ABOUT THIS EXERCISE: Return each entry word for word. Leave the images out.

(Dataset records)
============
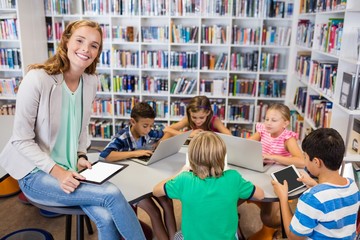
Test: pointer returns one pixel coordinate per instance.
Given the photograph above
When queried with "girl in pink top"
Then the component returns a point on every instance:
(199, 117)
(279, 146)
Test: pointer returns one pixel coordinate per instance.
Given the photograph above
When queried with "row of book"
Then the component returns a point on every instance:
(7, 4)
(272, 88)
(330, 35)
(239, 131)
(183, 34)
(121, 107)
(262, 8)
(211, 61)
(8, 29)
(178, 108)
(213, 87)
(323, 76)
(244, 61)
(319, 111)
(300, 99)
(216, 34)
(10, 58)
(241, 8)
(7, 109)
(241, 112)
(305, 33)
(9, 86)
(155, 34)
(183, 85)
(242, 87)
(273, 35)
(156, 85)
(296, 123)
(125, 33)
(181, 60)
(303, 63)
(245, 35)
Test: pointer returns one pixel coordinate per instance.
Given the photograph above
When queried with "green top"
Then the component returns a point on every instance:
(209, 206)
(67, 142)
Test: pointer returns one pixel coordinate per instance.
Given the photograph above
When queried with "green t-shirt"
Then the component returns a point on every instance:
============
OUTPUT FOR THIS EXERCISE:
Test: pointer returns one pixel coordinate per instance.
Given the photograph above
When queried with "girl in pink top"
Then the component returns a point on every instance:
(199, 117)
(279, 146)
Test: pointer returns one pixel coordinate per instance.
Given the photograph above
When queried with "row of book"
Then the component returns a point on every instance:
(7, 4)
(272, 88)
(330, 35)
(239, 131)
(183, 34)
(121, 107)
(262, 8)
(211, 61)
(8, 29)
(178, 108)
(213, 87)
(323, 76)
(244, 61)
(319, 111)
(300, 99)
(216, 34)
(10, 58)
(241, 8)
(7, 109)
(241, 112)
(305, 33)
(9, 86)
(155, 34)
(183, 85)
(242, 87)
(273, 35)
(156, 85)
(296, 123)
(125, 33)
(181, 60)
(303, 63)
(245, 35)
Test: pointer returns one pixel coordinate per instance.
Given the photograph above
When queried with "green top"
Then the component returns a point on every instance:
(209, 206)
(67, 142)
Test: pointer returns one pixel coordinate per instance.
Given the photograph above
When queried with "green t-shirt"
Then the component returns a point on every instance:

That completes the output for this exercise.